- Set task 1
In the records, reproduce the lines verbatim, starting at the line that contains "[segment] truck grille" and stopping after the line that contains "Mark the region of every instance of the truck grille.".

- Text segment
§ §
1.Intel Announces first 22nm 3D Tri-Gate Transistors, Shipping in 2H 2011 / Anandtech

2.The Origins of Intel's New Transistor, and Its Future / IEEE Spectrum


1. Intel Announces first 22nm 3D Tri-Gate Transistors, Shipping in 2H 2011

by Anand Lal Shimpi on 5/4/2011 2:05:00 PM
Posted in  CPUs , 22nm , Intel

Earlier this week Intel sent us a cryptic message:

I wanted to invite you to an Intel press conference on Wednesday May 4th at 9:30am Pacific time. Intel will be making its most significant technology announcement of the year. No further details will be provided in advance. The event will be held in San Francisco so for those of you are local in the SF Bay Area please attend in person if you like. It will also webcasted live. Tune-in details and logistics are below. Please let me know if you can attend.

A while ago Intel decided that a nice way to drive up its stock price would be to behave more like Apple, keeping major announcements under wraps and introducing them on its own terms to hopefully build up anticipation and excitement for Intel's announcements. You've seen examples of this with how closely Intel held Sandy Bridge's architectural details before its presentation at IDF, and how little we knew about Quick Sync (Sandy Bridge's hardware video transcoder) until Intel decided it was time to talk about it.

Apple can get away with it since most of its products are tangible, consumer facing devices. Intel's technologies are arguably even more important, but they're just not as easy for the general populace to get excited about. Today's announcement is the perfect example of just that.

Earlier today Intel announced that its 22nm process would not use conventional planar transistors but rather be the first time Intel is using 3D Tri-Gate transistors. This is a huge announcement that fuels Intel's leadership in the mobile/desktop/server CPU space and makes it a lot more attractive in the SoC space, let's understand why.

The Transistor

Here's a simple diagram of a standard 32nm planar transistor, exactly what you'd find in a Sandy Bridge CPU:

mage Courtesy Intel Corporation

I spent a couple of semesters as a computer engineering student a few years ago studying how these things work. There's a lot of math and it's not fun to do over and over again so we'll ignore all of that for now. The basics are thankfully much more fun to understand.




Image Courtesy Intel Corporation

The goal of a transistor is to act as a very high speed electrical switch. When on, current flows from the transistor's source to the drain. When off, current stops. The inversion layer (blue line above) is where the current flow actually happens.
§ §
Data lines:

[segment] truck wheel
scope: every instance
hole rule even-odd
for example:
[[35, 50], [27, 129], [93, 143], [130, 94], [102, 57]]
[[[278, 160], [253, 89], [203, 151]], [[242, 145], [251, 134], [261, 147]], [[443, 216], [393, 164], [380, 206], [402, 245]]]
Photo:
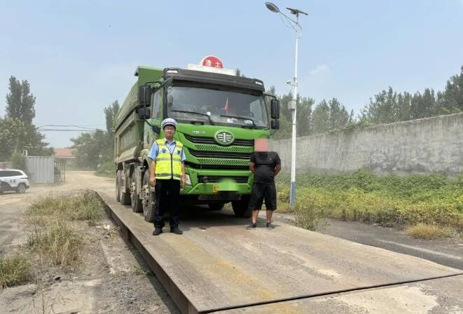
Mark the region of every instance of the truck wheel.
[[232, 207], [235, 216], [240, 218], [249, 218], [252, 215], [252, 209], [248, 208], [251, 196], [241, 196], [241, 200], [232, 201]]
[[[127, 189], [127, 184], [125, 184], [125, 186], [123, 186], [123, 176], [124, 176], [124, 172], [123, 170], [120, 170], [120, 181], [119, 181], [119, 190], [120, 191], [120, 204], [122, 205], [130, 205], [130, 192], [128, 191], [129, 189]], [[125, 180], [125, 182], [127, 182], [127, 180]], [[125, 189], [123, 189], [123, 188]], [[125, 190], [125, 192], [123, 191], [123, 190]]]
[[154, 206], [156, 205], [155, 195], [153, 191], [151, 191], [149, 186], [149, 171], [145, 171], [143, 175], [143, 199], [141, 200], [143, 207], [143, 216], [148, 222], [151, 222], [154, 219]]
[[116, 172], [116, 201], [120, 202], [120, 170]]
[[130, 207], [134, 212], [140, 212], [143, 210], [141, 200], [139, 197], [138, 190], [137, 189], [134, 175], [132, 176], [132, 179], [130, 180]]
[[223, 208], [224, 203], [209, 203], [207, 204], [209, 209], [211, 210], [220, 210]]
[[18, 193], [20, 193], [21, 194], [26, 193], [26, 184], [24, 183], [20, 183], [18, 184], [18, 189], [16, 189], [16, 191]]

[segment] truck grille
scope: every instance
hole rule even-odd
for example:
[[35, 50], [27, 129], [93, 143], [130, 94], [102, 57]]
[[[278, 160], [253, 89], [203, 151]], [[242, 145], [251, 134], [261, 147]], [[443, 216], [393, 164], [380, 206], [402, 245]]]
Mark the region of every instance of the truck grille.
[[[185, 136], [185, 138], [188, 139], [188, 141], [195, 143], [195, 144], [216, 144], [217, 143], [216, 141], [214, 139], [213, 137], [201, 137], [198, 136], [192, 136], [192, 135], [187, 135], [186, 134], [184, 135]], [[254, 139], [235, 139], [235, 142], [233, 142], [233, 145], [238, 145], [238, 146], [254, 146]]]
[[188, 149], [190, 153], [195, 157], [207, 158], [224, 158], [224, 159], [244, 159], [249, 161], [251, 158], [251, 153], [235, 153], [230, 151], [195, 151]]
[[237, 183], [247, 183], [248, 177], [236, 177], [236, 176], [216, 176], [216, 175], [198, 175], [198, 180], [199, 182], [204, 182], [205, 177], [207, 179], [207, 182], [209, 183], [217, 183], [220, 182], [224, 179], [232, 179], [235, 180]]
[[[202, 158], [202, 160], [200, 161], [204, 161], [205, 160]], [[216, 161], [216, 160], [213, 159], [212, 161]], [[234, 164], [233, 163], [228, 163], [228, 165], [225, 164], [220, 164], [220, 163], [219, 163], [219, 165], [211, 165], [210, 164], [210, 161], [209, 160], [206, 160], [205, 162], [209, 163], [209, 164], [197, 164], [197, 163], [190, 163], [188, 161], [185, 162], [185, 164], [188, 165], [188, 167], [194, 169], [207, 169], [207, 170], [249, 170], [249, 164], [246, 163], [246, 164]]]

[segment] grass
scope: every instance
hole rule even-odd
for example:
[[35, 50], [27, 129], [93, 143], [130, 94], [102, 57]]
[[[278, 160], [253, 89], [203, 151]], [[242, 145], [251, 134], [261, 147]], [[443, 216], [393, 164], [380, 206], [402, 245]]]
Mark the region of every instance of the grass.
[[32, 262], [25, 255], [0, 257], [0, 288], [28, 282], [32, 269]]
[[103, 203], [95, 192], [86, 190], [76, 195], [50, 194], [34, 203], [27, 217], [34, 224], [44, 226], [50, 217], [64, 220], [83, 220], [95, 223], [104, 216]]
[[69, 223], [56, 219], [44, 228], [36, 228], [29, 236], [29, 246], [54, 265], [67, 266], [79, 260], [82, 237]]
[[[381, 177], [359, 170], [300, 175], [297, 182], [293, 210], [296, 221], [305, 228], [317, 228], [329, 217], [385, 226], [438, 225], [463, 233], [462, 175]], [[277, 184], [279, 208], [288, 210], [289, 176], [279, 177]]]
[[72, 221], [95, 224], [104, 216], [103, 203], [97, 194], [84, 191], [62, 196], [50, 194], [34, 202], [26, 213], [35, 226], [28, 244], [40, 260], [68, 266], [80, 259], [83, 238], [72, 226]]
[[418, 224], [405, 229], [407, 234], [416, 239], [436, 240], [451, 238], [455, 234], [452, 228], [441, 226]]
[[116, 164], [113, 161], [105, 161], [95, 172], [95, 175], [100, 177], [113, 178], [116, 177]]

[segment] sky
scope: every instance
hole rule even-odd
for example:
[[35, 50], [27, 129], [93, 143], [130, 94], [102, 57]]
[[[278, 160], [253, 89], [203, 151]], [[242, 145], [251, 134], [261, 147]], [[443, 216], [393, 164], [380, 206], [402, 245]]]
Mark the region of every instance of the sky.
[[[299, 93], [356, 115], [375, 94], [443, 90], [463, 65], [463, 0], [283, 1], [300, 18]], [[8, 78], [27, 79], [34, 123], [104, 127], [138, 65], [186, 67], [209, 55], [278, 94], [294, 76], [295, 32], [265, 1], [0, 0], [0, 116]], [[55, 147], [76, 132], [44, 132]]]

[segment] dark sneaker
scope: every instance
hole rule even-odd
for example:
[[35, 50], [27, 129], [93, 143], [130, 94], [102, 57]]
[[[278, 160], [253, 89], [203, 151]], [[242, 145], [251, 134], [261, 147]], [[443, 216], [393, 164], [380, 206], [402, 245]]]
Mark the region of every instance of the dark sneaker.
[[251, 224], [246, 227], [246, 228], [248, 230], [255, 229], [256, 228], [257, 228], [257, 224]]
[[170, 232], [172, 232], [172, 233], [175, 233], [175, 234], [182, 234], [184, 233], [184, 231], [180, 230], [179, 228], [179, 227], [177, 227], [177, 226], [175, 226], [174, 228], [170, 228]]
[[163, 228], [160, 227], [155, 227], [154, 231], [153, 231], [153, 235], [159, 235], [163, 233]]

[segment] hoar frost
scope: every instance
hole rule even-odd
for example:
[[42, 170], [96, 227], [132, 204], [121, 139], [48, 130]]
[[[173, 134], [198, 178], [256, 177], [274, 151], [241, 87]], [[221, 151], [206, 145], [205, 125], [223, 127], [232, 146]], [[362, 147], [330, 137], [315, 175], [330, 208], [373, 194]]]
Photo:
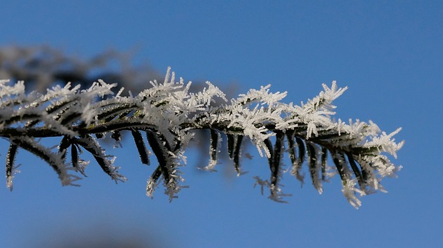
§ §
- Set task 2
Summarize the text about Intel's 22nm transistor announcement in three sentences.

- Complete response 1
[segment] truck grille
scope: every instance
hole rule even-odd
for example:
[[35, 50], [27, 129], [93, 143], [130, 94], [102, 57]]
[[[278, 160], [253, 89], [203, 151]], [[242, 145], [251, 134], [261, 147]], [[443, 216], [393, 164], [380, 206], [402, 245]]]
Mark the region of every instance of the truck grille.

- Complete response 2
Intel sent a cryptic invitation to a May 4 press conference, promising its most significant technology announcement of the year, in keeping with a practice of holding major announcements under wraps much as Apple does. At the event, Intel announced that its 22nm process would use 3D Tri-Gate transistors rather than conventional planar transistors. The author calls this a huge announcement that strengthens Intel's leadership in mobile, desktop, and server CPUs, and begins explaining the basics of a transistor as a very high-speed electrical switch.